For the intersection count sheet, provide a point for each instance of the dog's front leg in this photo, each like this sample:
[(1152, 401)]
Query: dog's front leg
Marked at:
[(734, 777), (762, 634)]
...
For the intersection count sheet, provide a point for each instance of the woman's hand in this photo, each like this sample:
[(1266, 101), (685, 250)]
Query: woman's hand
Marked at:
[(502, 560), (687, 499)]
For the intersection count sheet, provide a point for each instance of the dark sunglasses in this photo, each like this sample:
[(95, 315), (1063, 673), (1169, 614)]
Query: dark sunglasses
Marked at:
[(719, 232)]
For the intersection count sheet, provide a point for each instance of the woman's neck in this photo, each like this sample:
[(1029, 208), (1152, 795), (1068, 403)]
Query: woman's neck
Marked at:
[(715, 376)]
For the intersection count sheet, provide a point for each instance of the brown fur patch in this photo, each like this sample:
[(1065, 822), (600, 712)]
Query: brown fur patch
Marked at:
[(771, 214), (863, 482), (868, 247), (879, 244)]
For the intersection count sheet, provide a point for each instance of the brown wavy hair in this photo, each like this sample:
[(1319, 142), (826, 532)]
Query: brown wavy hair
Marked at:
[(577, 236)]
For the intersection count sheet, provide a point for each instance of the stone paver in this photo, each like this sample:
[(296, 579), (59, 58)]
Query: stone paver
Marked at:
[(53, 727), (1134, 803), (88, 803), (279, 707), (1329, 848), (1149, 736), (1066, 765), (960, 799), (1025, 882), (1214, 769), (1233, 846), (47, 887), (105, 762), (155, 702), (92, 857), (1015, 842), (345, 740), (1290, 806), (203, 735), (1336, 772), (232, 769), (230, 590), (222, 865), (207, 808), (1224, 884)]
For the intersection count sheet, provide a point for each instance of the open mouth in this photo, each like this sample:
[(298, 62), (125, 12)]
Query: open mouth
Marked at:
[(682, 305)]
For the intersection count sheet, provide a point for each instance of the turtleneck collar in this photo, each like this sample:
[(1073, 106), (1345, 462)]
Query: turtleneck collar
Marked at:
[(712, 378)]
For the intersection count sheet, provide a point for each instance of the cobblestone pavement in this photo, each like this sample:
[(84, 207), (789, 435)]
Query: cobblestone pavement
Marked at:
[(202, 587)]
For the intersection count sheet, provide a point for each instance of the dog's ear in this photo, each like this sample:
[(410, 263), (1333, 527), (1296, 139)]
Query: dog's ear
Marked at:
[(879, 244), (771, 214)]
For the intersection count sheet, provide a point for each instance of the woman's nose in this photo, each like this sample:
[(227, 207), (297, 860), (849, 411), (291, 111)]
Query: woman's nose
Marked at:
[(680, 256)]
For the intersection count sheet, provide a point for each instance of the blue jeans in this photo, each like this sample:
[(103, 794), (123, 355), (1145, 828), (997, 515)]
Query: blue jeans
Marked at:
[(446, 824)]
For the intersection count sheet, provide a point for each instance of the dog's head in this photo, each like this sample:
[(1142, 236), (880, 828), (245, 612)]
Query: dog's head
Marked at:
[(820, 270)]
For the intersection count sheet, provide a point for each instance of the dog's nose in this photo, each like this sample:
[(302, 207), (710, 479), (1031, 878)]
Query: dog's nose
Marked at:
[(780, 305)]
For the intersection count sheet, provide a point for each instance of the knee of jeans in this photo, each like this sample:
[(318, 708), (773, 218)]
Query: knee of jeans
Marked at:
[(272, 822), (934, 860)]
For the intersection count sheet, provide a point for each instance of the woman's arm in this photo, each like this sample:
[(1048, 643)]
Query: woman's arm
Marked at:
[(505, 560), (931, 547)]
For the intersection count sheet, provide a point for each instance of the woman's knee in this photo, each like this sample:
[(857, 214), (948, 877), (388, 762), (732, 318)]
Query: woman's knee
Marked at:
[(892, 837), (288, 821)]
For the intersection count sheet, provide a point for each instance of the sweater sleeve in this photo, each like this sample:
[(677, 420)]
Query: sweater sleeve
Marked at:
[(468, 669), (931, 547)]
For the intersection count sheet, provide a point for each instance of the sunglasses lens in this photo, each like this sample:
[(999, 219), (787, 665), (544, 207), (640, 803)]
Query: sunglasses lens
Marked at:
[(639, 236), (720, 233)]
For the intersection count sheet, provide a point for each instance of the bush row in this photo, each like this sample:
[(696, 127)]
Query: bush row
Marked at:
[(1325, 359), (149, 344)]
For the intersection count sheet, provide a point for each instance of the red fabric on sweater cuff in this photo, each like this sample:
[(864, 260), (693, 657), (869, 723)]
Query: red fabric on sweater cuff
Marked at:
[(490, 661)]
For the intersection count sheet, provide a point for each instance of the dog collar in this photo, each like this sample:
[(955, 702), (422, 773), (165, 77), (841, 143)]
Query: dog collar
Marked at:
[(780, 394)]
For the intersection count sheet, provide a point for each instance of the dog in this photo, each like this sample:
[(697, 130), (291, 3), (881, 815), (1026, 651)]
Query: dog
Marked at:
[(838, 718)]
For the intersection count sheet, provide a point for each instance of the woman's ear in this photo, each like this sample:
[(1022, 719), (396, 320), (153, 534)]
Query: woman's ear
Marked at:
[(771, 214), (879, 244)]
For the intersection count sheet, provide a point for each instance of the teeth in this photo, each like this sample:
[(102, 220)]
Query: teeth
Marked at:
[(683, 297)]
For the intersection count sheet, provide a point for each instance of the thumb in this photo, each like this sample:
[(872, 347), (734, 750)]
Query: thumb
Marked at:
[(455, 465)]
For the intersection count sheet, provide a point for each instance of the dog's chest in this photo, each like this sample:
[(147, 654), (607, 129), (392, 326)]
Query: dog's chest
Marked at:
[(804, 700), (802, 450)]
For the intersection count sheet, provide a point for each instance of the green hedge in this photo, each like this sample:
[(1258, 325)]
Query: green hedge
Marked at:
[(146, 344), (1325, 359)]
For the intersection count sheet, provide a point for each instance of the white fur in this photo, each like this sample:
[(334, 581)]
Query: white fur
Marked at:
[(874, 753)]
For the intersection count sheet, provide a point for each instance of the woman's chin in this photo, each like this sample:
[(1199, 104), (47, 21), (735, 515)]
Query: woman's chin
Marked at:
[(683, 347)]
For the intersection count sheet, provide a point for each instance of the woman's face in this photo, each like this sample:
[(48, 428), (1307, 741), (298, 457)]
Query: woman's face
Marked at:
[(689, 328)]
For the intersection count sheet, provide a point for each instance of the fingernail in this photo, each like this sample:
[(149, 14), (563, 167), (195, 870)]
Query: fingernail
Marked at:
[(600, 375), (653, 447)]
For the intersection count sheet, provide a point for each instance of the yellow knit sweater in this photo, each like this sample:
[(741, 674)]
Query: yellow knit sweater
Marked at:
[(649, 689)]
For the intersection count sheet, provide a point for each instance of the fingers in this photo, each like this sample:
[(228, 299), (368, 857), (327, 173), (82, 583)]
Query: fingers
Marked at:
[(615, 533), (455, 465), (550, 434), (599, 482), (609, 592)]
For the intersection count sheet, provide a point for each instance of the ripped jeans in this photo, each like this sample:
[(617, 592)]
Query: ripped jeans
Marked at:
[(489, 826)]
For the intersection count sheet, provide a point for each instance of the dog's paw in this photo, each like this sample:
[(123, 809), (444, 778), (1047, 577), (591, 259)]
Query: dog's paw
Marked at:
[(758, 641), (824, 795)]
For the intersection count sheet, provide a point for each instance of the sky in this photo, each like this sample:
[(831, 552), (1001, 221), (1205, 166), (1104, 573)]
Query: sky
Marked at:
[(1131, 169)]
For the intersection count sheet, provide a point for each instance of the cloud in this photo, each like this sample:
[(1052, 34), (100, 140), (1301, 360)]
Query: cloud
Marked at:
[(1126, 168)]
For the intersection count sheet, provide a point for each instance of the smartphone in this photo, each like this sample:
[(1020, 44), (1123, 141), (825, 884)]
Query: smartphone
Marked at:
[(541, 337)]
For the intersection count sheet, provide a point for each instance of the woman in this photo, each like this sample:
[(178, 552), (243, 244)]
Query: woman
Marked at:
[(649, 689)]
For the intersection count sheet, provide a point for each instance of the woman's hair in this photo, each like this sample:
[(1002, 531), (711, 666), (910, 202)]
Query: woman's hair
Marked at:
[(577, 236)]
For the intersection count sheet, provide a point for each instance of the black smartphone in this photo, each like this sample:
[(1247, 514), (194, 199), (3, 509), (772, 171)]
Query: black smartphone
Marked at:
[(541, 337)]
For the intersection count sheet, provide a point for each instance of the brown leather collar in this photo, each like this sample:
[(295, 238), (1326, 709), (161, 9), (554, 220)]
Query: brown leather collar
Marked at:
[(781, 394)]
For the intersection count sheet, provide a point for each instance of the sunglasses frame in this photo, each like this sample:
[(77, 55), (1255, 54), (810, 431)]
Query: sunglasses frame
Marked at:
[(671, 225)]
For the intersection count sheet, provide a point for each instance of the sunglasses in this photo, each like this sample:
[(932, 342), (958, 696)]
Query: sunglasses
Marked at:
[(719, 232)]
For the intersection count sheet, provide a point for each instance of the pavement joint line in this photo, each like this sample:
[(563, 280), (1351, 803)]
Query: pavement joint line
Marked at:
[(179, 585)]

[Task description]
Pick out every line in the data above that contains the string "green" and copy each of those lines in full. Treat the match as case-sensitive.

[Solution to this problem]
For the intersection count sheet, provide a point for each instance of the green hedge in this photo, each like this sample:
Query: green hedge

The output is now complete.